### TEXTE DE RÉFÉRENCE
Quand Lupa plaide Kafka
Par Trina Mounier
Les Trois Coups
Alors qu’un parti ultraconservateur accédait au pouvoir en Pologne, Krystian Lupa s’est emparé de Kafka. Le metteur en scène présente aujourd’hui une adaptation du « Procès », dont il explore les méandres dans un spectacle halluciné de presque cinq heures.
Joseph K., le personnage central du Procès, ressemble à Franz Kafka comme un frère. La piste n’est pas difficile à suivre. Ils partagent la même initiale et maints éléments biographiques ou psychologiques. Cet homme est un jour accusé. Pour quelle raison ? Nul ne le sait. Victime d’un abus de pouvoir institutionnalisé, il se trouve livré à de vulgaires hommes de main. Ces derniers le retiennent prisonnier et le surveillent. Lorsqu’il rencontre un juge, les allégations ressortent d’un salmigondis incompréhensible et menaçant.
Le roman n’est pas réductible à une critique de la justice mais, un siècle plus tard, force est de constater que l’Histoire bégaie. Le metteur en scène a décidé de monter ce texte, tandis qu’en Pologne un gouvernement ultraconservateur (le parti « Droit et Justice ») mettait à la tête du plus grand théâtre de Varsovie un directeur dévoué au pouvoir et incompétent, le contraignant à suspendre sa création. Le Procès n’a pu voir le jour que bien plus tard, notamment grâce au soutien de l’Odéon-Théâtre de l’Europe et du Printemps des Comédiens, où il a été joué en juin.
Plusieurs procès iniques se superposent donc, dans une aventure théâtrale rendue plus riche par l’inachèvement du roman de Kafka. Krystian Lupa peut se glisser dans les béances. Il mêle ainsi des éléments biographiques au récit, fait par exemple intervenir l’ami de Kafka, Max Brod, et son éternelle fiancée, Felice Bauer, dans une très longue scène. Pour faire tenir debout un édifice si ambitieux, suivre cet écrivain pétri de contradictions et de culpabilité, rendre sa trajectoire lisible, il fallait un maître. Krystian Lupa, habitué des spectacles-fleuves, en est un.
######
Poursuivez la critique sur le Procès monté par Krystian Lupa, en reprenant après sa dernière phrase.
### SECTION DES DONNÉES
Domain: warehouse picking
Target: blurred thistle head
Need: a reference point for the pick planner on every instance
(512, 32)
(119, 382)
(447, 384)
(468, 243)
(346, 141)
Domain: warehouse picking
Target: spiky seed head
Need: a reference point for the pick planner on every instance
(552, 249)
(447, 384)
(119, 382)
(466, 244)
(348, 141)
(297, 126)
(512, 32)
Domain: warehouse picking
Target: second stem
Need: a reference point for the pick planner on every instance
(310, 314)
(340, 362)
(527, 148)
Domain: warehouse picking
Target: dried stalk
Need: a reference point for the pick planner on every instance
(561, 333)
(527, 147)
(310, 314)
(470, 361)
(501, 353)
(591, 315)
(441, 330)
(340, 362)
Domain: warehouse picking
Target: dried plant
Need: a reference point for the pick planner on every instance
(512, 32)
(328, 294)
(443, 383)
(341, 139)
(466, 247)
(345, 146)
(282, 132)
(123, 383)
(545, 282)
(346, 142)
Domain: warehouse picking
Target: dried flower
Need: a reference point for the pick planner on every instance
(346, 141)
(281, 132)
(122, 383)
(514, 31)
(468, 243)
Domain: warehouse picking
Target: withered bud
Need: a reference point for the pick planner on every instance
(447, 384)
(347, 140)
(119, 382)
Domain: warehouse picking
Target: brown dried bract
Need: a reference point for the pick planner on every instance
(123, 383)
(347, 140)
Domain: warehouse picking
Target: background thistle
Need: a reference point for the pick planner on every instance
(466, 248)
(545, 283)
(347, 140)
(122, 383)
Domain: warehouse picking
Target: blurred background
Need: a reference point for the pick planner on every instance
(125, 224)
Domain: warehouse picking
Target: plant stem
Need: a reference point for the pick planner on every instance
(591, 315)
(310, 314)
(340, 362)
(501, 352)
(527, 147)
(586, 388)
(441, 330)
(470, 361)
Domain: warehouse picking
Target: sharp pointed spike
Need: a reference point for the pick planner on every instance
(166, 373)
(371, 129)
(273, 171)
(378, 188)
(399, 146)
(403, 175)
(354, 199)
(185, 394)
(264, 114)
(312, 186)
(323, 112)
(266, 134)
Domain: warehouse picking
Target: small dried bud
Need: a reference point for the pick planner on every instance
######
• **RÉPONSE**
Labyrinthe kafkaïen
Il parvient à frayer dans ce labyrinthe kafkaïen, sans jamais esquiver les difficultés, nonobstant des longueurs ci ou là (mais ne font-elles pas partie de son style inimitable ?). Il utilise toutes les ressources techniques à sa disposition, dont des jeux de transparences et de transpositions sur un écran. Ils lui permettent d’observer une scène de plusieurs lieux à la fois, du dedans comme du dehors, subjectivement et objectivement. Sa maestria technique sert le propos, comme lorsque l’accusé est réduit à s’observer lui-même.
Dans cet écheveau compliqué, des scènes brillent : l’attente des accusés, un sparadrap aussi noir qu’un brassard de deuil sur la bouche ; K. qui, après s’être dénudé et avoir défait le matelas, se jette sur le sommier métallique dans un mouvement d’autoflagellation. Diffuse ou brutale, parfois fantasmée, la violence est partout sensible, accompagnée de honte ou de culpabilité.
Krystian Lupa dirige une troupe de comédiens constamment justes, précis et d’une grande présence. L’impressionnant Andrzej Klak interprète ainsi Monsieur K. Son corps longiligne, son visage cireux d’épuisement et son regard bas ne sont pas sans rappeler les rescapés des camps. Mais il est doublé d’un acteur tiré à quatre épingles, semblable au romancier promis à un avenir honni de comptable. Aidé par ces talentueux interprètes, l’artiste polonais conduit son public à des prises de conscience. Jusqu’à éclairer les zones d’ombre du monde ? ¶
Trina Mounier
Le Procès, d’après Franz Kafka
Spectacle en polonais, surtitré en français
Mise en scène, adaptation, décors, lumières : Krystian Lupa
Durée : 4 h 30 (entractes inclus)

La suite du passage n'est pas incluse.